# START OF Excerpted text

The Open Images dataset is a dataset composed of over nine million images [9]. Each of these images has been annotated with corresponding image level labels and offers additional features such as bounding boxes and segmentation masks for each object, as well as mapping out visual relationships. Furthermore, the Open Images V6 dataset contains 16 million bounding boxes produced for 600 object classes trained on 1.9 million images. This makes the Open Images V6 dataset the biggest present‐day dataset offering object location annotations [9]. Moreover, it should also be noted that the bounding boxes around each object have been manually drawn by professional annotators to ensure high levels of accuracy and reliability when using the dataset. The primary strength in mapping out visual relationships is that it supports visual relationship detection, a developing task involving structured reasoning [10].

Schematic illustration of architecture of the SSD MobileNet object detector model.

Figure 9.3 Architecture of the SSD MobileNet object detector model [7].

To retrain the SSD MobileNet, a few steps had to be completed first. In order, these steps included setting up the Jetson Nano, downloading the necessary data, limiting the amount of data used, training the SSD MobileNet model, and converting the SSD MobileNet model to open neural network exchange (ONNX) format. Below, each of these steps will be discussed.

# END OF Excerpted text
# START OF Data supplied

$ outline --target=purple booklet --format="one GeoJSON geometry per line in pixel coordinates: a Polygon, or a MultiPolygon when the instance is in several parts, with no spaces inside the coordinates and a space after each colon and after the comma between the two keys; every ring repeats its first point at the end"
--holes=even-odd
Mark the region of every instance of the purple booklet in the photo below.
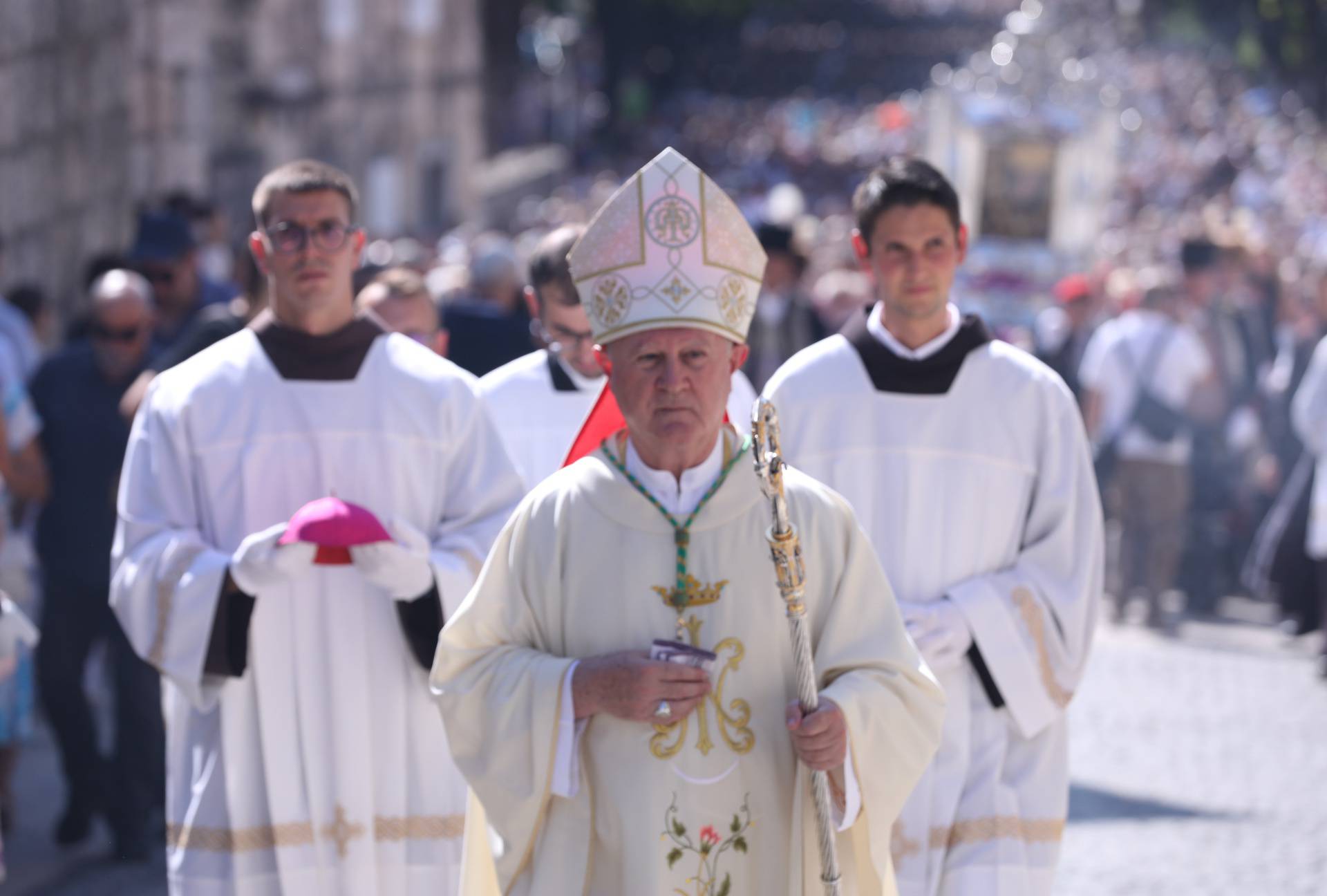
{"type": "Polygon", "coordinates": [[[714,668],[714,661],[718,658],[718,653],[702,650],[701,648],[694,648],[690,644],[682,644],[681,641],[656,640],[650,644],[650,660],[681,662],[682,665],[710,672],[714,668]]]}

# END OF Data supplied
# START OF Data supplied

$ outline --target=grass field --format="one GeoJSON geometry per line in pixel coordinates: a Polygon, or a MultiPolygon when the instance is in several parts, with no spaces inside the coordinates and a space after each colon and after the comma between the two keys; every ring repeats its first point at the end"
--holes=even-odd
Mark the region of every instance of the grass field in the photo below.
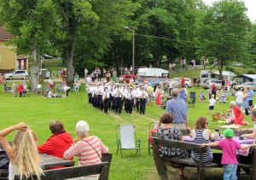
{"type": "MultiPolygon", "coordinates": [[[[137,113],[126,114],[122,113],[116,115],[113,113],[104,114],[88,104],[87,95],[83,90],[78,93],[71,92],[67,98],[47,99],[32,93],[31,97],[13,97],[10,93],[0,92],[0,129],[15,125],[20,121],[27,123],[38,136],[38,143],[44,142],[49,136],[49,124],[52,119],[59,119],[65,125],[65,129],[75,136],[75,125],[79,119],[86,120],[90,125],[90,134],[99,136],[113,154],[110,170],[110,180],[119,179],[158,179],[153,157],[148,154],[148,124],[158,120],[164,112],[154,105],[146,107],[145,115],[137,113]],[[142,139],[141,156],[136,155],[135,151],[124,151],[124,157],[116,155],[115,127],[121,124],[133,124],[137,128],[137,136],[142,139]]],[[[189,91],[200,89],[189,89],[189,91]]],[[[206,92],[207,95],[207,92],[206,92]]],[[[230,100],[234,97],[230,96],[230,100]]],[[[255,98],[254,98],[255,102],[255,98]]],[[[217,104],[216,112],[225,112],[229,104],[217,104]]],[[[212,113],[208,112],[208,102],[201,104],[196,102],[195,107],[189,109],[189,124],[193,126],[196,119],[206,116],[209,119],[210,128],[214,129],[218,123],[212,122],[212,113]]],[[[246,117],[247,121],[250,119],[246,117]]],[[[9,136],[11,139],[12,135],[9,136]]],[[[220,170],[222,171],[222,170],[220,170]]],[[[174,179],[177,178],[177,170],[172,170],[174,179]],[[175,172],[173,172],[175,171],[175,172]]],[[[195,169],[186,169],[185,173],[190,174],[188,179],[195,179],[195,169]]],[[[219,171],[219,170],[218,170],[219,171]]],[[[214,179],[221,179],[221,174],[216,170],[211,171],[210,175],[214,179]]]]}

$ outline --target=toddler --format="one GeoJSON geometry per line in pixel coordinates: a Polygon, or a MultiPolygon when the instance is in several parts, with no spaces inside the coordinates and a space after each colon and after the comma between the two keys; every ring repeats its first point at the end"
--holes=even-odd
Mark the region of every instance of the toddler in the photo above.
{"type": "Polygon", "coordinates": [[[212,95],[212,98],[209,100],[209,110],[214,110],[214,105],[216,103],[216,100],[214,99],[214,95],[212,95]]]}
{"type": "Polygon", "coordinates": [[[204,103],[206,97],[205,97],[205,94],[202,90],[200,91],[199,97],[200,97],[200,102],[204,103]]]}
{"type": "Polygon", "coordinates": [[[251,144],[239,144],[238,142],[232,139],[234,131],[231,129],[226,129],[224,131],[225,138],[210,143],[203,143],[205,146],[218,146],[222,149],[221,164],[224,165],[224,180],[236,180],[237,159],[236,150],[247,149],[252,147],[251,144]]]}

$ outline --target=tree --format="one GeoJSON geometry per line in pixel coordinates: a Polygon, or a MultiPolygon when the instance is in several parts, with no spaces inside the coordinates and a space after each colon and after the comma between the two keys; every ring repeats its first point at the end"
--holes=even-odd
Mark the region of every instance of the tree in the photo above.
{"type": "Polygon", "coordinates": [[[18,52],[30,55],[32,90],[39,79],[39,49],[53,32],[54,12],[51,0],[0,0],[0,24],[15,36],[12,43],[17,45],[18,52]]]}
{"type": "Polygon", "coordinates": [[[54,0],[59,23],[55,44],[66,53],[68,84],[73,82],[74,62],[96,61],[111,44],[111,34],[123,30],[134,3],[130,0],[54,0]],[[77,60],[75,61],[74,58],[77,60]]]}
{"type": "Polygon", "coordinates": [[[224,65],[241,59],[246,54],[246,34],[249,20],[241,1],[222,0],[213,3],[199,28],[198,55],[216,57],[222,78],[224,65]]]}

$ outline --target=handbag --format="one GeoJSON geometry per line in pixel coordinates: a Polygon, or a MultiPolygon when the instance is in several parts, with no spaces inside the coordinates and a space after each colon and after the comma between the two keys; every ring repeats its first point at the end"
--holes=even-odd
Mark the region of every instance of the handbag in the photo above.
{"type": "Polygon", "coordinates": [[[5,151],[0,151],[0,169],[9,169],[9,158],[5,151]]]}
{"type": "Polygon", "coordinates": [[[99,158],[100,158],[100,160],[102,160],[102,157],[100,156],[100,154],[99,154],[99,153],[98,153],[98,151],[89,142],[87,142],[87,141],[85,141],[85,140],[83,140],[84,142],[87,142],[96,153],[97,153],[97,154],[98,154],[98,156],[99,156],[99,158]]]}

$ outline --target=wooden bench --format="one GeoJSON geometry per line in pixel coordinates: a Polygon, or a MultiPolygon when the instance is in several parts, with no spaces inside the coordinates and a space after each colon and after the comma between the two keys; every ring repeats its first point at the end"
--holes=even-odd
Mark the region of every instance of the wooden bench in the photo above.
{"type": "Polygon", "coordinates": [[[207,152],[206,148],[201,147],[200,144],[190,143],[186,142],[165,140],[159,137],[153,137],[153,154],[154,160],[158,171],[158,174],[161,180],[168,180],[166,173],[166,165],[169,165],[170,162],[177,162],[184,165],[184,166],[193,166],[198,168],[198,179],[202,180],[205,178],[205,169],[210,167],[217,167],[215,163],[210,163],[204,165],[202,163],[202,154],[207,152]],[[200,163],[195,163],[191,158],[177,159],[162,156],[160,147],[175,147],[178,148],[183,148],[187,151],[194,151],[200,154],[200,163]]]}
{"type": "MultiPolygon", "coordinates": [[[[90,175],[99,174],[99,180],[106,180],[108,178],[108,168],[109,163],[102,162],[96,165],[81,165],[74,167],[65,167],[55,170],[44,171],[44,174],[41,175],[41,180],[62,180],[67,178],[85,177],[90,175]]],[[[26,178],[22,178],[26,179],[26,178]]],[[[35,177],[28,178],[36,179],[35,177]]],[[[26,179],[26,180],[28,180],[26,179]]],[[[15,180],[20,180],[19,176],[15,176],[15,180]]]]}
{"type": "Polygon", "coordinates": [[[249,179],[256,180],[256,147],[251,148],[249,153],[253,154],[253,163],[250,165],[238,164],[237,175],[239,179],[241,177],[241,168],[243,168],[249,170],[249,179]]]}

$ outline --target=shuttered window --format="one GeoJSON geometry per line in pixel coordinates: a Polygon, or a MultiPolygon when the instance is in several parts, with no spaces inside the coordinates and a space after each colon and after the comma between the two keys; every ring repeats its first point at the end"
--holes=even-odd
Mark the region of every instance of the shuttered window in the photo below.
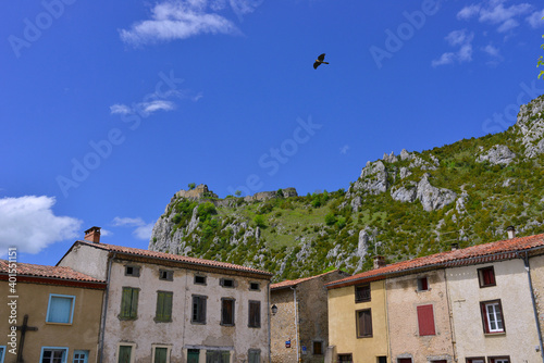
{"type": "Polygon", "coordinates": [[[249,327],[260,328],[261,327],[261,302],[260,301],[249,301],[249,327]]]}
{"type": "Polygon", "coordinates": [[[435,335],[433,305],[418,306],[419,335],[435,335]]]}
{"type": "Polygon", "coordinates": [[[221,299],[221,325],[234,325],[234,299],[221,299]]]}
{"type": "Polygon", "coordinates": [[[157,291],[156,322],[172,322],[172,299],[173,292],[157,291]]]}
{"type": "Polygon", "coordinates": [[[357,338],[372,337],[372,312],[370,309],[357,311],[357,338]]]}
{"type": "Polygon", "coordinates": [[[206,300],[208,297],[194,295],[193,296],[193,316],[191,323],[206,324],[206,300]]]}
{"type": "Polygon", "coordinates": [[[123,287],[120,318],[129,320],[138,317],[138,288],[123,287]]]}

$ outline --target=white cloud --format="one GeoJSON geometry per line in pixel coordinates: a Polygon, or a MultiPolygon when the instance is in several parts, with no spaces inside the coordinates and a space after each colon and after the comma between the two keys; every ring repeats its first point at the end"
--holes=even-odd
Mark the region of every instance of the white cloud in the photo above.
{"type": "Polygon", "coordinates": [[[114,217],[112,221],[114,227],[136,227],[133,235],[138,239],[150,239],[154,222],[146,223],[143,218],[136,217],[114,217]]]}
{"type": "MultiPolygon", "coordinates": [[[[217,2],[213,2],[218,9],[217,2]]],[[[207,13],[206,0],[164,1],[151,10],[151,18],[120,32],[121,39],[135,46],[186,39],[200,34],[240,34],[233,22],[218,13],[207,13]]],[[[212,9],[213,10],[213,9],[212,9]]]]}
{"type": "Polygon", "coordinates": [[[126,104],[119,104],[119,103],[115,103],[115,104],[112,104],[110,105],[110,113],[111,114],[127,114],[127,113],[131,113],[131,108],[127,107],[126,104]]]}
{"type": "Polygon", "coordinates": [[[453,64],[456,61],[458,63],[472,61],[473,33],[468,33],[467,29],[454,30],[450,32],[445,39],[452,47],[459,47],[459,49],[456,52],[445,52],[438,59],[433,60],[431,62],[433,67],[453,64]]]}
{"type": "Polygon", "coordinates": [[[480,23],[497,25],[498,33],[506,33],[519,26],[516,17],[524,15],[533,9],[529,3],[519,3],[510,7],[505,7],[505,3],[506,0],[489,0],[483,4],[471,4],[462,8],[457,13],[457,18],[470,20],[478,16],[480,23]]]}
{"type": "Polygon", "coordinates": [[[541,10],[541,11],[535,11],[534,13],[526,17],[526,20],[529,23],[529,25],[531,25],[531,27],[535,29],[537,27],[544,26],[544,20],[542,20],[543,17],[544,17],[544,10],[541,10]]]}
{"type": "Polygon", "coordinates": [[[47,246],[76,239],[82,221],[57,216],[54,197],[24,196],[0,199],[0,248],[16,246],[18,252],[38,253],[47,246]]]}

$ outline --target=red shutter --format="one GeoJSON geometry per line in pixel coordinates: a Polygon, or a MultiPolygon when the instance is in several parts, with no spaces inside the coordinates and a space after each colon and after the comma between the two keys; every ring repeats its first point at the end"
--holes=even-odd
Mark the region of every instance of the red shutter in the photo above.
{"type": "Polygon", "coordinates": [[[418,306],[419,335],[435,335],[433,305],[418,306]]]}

# END OF Data supplied
# START OF Data supplied

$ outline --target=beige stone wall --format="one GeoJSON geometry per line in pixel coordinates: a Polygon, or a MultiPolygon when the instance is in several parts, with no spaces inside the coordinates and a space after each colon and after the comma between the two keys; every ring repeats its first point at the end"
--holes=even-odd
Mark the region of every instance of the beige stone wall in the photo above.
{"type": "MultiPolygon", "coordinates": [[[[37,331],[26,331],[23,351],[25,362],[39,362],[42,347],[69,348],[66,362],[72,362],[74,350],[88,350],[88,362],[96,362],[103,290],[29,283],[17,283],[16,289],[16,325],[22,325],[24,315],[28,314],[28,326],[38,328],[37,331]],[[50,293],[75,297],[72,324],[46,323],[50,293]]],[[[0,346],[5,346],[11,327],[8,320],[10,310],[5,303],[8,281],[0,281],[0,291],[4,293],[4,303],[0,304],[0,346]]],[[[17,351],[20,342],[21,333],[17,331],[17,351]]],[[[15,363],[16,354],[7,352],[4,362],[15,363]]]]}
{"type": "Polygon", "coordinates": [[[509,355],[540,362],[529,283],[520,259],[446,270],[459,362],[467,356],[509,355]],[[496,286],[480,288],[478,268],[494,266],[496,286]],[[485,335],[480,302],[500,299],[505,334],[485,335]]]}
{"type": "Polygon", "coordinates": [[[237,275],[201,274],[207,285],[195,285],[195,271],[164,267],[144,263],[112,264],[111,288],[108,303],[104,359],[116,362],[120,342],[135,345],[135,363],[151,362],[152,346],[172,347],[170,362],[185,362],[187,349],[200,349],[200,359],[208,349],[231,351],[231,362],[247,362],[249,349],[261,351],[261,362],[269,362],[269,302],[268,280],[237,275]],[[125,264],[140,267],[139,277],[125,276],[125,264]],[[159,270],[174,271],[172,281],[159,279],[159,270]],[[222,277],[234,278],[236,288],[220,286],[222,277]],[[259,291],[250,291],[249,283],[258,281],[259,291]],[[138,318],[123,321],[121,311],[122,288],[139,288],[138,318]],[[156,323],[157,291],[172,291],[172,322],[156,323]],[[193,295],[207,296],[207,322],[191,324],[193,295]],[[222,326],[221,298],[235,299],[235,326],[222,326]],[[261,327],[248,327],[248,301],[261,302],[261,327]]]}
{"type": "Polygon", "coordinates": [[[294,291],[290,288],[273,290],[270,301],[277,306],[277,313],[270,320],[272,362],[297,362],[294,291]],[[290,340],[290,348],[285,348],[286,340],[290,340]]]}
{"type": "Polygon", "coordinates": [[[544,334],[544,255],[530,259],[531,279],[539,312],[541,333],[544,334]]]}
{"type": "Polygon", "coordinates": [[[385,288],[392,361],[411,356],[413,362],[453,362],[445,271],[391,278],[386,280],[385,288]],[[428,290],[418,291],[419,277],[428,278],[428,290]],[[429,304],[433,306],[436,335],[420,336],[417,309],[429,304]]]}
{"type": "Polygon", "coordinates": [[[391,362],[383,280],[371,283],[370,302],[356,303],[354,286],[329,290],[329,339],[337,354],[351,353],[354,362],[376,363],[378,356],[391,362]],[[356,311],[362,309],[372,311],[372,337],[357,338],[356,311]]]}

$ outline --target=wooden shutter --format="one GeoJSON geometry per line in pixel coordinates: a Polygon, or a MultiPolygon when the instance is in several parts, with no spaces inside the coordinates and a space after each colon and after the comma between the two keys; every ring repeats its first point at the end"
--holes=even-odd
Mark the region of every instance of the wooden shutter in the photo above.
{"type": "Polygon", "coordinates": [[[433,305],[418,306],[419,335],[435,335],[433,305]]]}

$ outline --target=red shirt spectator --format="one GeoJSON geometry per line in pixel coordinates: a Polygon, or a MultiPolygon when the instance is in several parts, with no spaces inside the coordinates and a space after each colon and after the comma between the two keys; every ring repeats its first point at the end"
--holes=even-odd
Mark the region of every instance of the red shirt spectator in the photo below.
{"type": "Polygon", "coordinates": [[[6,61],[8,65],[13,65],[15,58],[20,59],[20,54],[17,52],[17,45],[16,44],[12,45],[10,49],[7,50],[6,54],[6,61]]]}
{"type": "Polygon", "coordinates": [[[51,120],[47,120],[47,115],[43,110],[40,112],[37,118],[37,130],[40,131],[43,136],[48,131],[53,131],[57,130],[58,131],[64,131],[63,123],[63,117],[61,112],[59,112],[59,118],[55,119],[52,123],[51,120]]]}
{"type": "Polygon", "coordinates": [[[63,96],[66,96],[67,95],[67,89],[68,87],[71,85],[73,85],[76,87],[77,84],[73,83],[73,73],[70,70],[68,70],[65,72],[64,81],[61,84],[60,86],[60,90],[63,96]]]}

# END OF Data supplied

Things to do ::
1. Rewrite the paragraph of the Open Images excerpt that begins "The Open Images dataset is a dataset" as a bulleted list, keeping its main facts.
2. Go on with the Open Images excerpt from the point where it stops.
The items play no part in this work.

Set of answers ::
1.
- Open Images contains over nine million images.
- Each image carries image-level labels, plus bounding boxes and segmentation masks for objects and mapped visual relationships.
- Open Images V6 has 16 million bounding boxes for 600 object classes across 1.9 million images, making it the largest current dataset with object location annotations.
- Professional annotators drew the bounding boxes by hand for accuracy and reliability.
- Mapping visual relationships supports visual relationship detection, a developing task that involves structured reasoning.

2.
Firstly, to set up the Jetson Nano, the Pytorch training code available within the previously downloaded repository was utilized. However, before the code could be used, the base model SSD MobileNet was obtained, and additional python packages were installed [4]. Following, data from the Open Images V6 dataset was downloaded. However, since the Open Images V6 dataset contains large quantities of data, it was important to limit the amount of data so that there was sufficient space on the Jetson Nano. Time efficiency was also taken into account, and so this iteration concerned itself with using a small amount of data to retrain the model. Consequently, there was the option to run a Linux command titled “stats only” specifying the required object classes prior to download of the images. This option also showed the number of images available for download under each class before downloading them.

Prior to selecting the object classes, the list of object classes available for download was viewed on the Open Images V6 dataset website. Upon viewing the list, five object classes were selected for training, including “car,” “vehicle,” “vehicle registration plate,” “truck,” and “motorcycle.” Once downloading the object class statistics surrounding these object classes, it showed that there was a total of 116 806 number of images available for download, alongside a total bounding box count of 317 790.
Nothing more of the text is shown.